Work request | Please reproduce the listing in its entirety, exactly as shown.

**** Entries supplied ****

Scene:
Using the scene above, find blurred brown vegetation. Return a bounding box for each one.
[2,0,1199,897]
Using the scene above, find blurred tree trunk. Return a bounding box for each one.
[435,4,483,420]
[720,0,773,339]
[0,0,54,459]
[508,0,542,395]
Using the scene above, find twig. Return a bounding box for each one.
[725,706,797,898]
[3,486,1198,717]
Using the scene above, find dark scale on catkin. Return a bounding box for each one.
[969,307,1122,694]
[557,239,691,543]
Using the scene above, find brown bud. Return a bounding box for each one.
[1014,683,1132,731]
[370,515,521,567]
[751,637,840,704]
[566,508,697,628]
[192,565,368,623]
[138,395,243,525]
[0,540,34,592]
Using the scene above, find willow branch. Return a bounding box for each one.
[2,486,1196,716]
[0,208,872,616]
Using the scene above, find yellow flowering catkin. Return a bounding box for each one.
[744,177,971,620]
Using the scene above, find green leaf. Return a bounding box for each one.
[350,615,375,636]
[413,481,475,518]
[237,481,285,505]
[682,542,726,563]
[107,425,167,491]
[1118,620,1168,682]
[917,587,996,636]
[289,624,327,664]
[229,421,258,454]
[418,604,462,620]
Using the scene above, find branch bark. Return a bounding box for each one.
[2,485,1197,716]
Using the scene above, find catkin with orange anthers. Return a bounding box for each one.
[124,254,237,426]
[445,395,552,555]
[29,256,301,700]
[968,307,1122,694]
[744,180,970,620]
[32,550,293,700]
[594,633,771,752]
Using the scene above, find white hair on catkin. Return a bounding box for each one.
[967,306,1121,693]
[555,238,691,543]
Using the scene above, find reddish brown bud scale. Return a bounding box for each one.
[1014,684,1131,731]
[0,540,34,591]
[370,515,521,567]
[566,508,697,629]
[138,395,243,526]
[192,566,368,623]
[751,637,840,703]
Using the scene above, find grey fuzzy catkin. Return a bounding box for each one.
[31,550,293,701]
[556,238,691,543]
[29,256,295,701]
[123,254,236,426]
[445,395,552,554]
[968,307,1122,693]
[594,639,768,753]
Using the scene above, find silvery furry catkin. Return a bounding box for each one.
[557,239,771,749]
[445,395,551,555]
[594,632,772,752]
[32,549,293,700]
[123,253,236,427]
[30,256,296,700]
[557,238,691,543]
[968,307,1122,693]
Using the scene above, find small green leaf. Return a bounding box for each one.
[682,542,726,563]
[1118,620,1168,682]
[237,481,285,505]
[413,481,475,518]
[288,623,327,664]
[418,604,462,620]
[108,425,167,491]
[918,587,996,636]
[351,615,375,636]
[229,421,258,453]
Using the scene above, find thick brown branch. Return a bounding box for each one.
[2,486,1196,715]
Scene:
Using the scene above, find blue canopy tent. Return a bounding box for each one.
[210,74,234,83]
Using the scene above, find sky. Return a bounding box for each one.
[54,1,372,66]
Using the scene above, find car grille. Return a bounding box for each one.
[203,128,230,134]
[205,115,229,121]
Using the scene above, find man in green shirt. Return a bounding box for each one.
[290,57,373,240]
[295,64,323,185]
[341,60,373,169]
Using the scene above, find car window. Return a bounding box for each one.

****

Result |
Scene:
Using the scene above, find blurred brown vegetation. Return a bounding box for each one.
[2,0,1199,897]
Using the scene above, find blurred tree trunk. Return a bounding box for each one.
[435,4,483,420]
[720,0,773,339]
[0,0,54,459]
[508,0,542,395]
Using the scene above, find twig. Return a bounding box for each one.
[725,706,797,898]
[3,486,1198,717]
Using the scene above, find dark scale on catkin. Return a bounding box for each one.
[969,307,1122,694]
[557,239,691,543]
Using the scene above, find brown bud. Return a bounding box for each one.
[1014,683,1132,731]
[370,515,521,567]
[751,637,840,704]
[566,508,697,628]
[192,565,368,623]
[138,395,243,525]
[0,540,34,592]
Using the scene above, find willow branch. Return a bounding box for each one.
[2,486,1196,716]
[0,208,872,616]
Using the scene above, find yellow flowering catkin. Return a bounding box for each one.
[744,177,971,620]
Using the scene above, find green leaf. Return a bounding box for each one.
[350,615,375,636]
[413,481,475,518]
[237,481,285,505]
[682,542,726,563]
[107,425,167,491]
[1118,620,1168,682]
[917,587,996,636]
[289,624,327,664]
[229,421,258,454]
[418,604,462,620]
Using the scene above, find branch bark. Return a bounding box for each one.
[2,485,1197,716]
Using the scene above, find catkin with orange anthers. Return a bounding box for each one.
[124,254,237,426]
[445,395,552,555]
[29,256,301,700]
[968,307,1122,694]
[744,180,970,620]
[32,550,293,700]
[594,633,771,752]
Using the scene above, find white hair on catkin. Return a bounding box for each one.
[967,306,1121,693]
[555,238,691,543]
Using the scene above, find reddish brown bud scale. Return a bounding box for each one.
[1014,684,1131,731]
[0,540,34,591]
[370,515,521,567]
[566,508,697,629]
[138,395,243,526]
[192,566,368,623]
[751,637,840,703]
Using the scene above, find grey fuzzy catkin. Return a bounding box for each one.
[31,550,293,701]
[556,238,691,543]
[29,256,295,701]
[123,254,236,426]
[445,395,552,554]
[968,307,1122,693]
[594,639,768,753]
Using the scene above, find silvery furry catkin. Return a bounding box for each one.
[557,239,771,749]
[445,395,551,555]
[594,632,772,752]
[32,549,293,700]
[123,253,236,427]
[30,256,296,700]
[557,238,691,543]
[968,307,1122,693]
Using the scene above, find small green leaf. Return a bounding box for each one.
[682,542,726,563]
[1118,620,1168,682]
[237,481,285,505]
[413,481,475,518]
[288,623,327,664]
[418,604,462,620]
[108,425,167,491]
[918,587,996,636]
[351,615,375,636]
[229,421,258,453]
Using the scene above, find thick brown branch. Return a bounding box for each one.
[2,486,1196,715]
Scene:
Using the scene above, find blue canopy tent. Return a bounding box for each one.
[210,74,234,83]
Using the scene above, find sky. Return a bounding box for each one.
[54,1,372,66]
Using the scene above, find car grille. Return a bounding box for each one.
[203,128,230,134]
[205,115,229,121]
Using the scene above, find man in green shirt. Return a bounding box for each one.
[290,57,373,240]
[295,64,323,185]
[341,60,373,169]
Using the scene above, find car window. Return a bounding box for each one.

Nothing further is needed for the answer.